=== 正文 ===

古道如延寿,朝阳似福临。秋日的阳光中,我穿越在寿山乡群山健硕的肌肤上,沿着白玉村、前墘村、降龙村、白凌村茶盐古道的脉络不断走向根深之处。万物同源,古道上一阵又一阵风掠过,古道的气息也随着这一股股风浸沐了我。头顶上的天空是一个无限逼近却又无法砥达的虚点,犹如此刻到明初寿山乡有所记载的五百年历史,脚底下的土地则印下追求福与寿人的足迹,一代一代,延绵不绝。

其实不管历史是否记载,寿山一直幽居于屏南县的东南部,与蕉城、周宁、政和相邻相伴,不管你来或者不来,寿山以天干、地支组合的印章,把年年的福气封存在这里。

=== 数据内容 ===

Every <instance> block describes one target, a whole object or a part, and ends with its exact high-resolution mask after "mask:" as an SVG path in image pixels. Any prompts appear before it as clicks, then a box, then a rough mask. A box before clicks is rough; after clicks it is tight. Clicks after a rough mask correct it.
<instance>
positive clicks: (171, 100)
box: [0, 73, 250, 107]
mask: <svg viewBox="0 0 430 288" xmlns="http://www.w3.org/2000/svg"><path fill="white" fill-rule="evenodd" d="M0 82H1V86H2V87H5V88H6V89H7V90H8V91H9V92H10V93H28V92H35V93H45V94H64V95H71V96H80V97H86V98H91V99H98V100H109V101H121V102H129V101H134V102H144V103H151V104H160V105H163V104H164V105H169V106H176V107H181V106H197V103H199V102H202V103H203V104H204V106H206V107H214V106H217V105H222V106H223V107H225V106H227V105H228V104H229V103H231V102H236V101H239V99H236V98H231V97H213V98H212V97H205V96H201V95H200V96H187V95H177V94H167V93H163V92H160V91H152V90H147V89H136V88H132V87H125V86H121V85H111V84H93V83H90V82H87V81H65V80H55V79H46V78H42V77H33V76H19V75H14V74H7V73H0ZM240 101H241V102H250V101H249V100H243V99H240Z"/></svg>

===

任务要求
把上面写寿山乡古道的正文中从“古道如延寿,朝阳似福临。秋日”到“章,把年年的福气封存在这里。”的部分一字不差地重新打出来。 以上材料用不到，不必参看。

练习答案
古道如延寿,朝阳似福临。秋日的阳光中,我穿越在寿山乡群山健硕的肌肤上,沿着白玉村、前墘村、降龙村、白凌村茶盐古道的脉络不断走向根深之处。万物同源,古道上一阵又一阵风掠过,古道的气息也随着这一股股风浸沐了我。头顶上的天空是一个无限逼近却又无法砥达的虚点,犹如此刻到明初寿山乡有所记载的五百年历史,脚底下的土地则印下追求福与寿人的足迹,一代一代,延绵不绝。

其实不管历史是否记载,寿山一直幽居于屏南县的东南部,与蕉城、周宁、政和相邻相伴,不管你来或者不来,寿山以天干、地支组合的印章,把年年的福气封存在这里。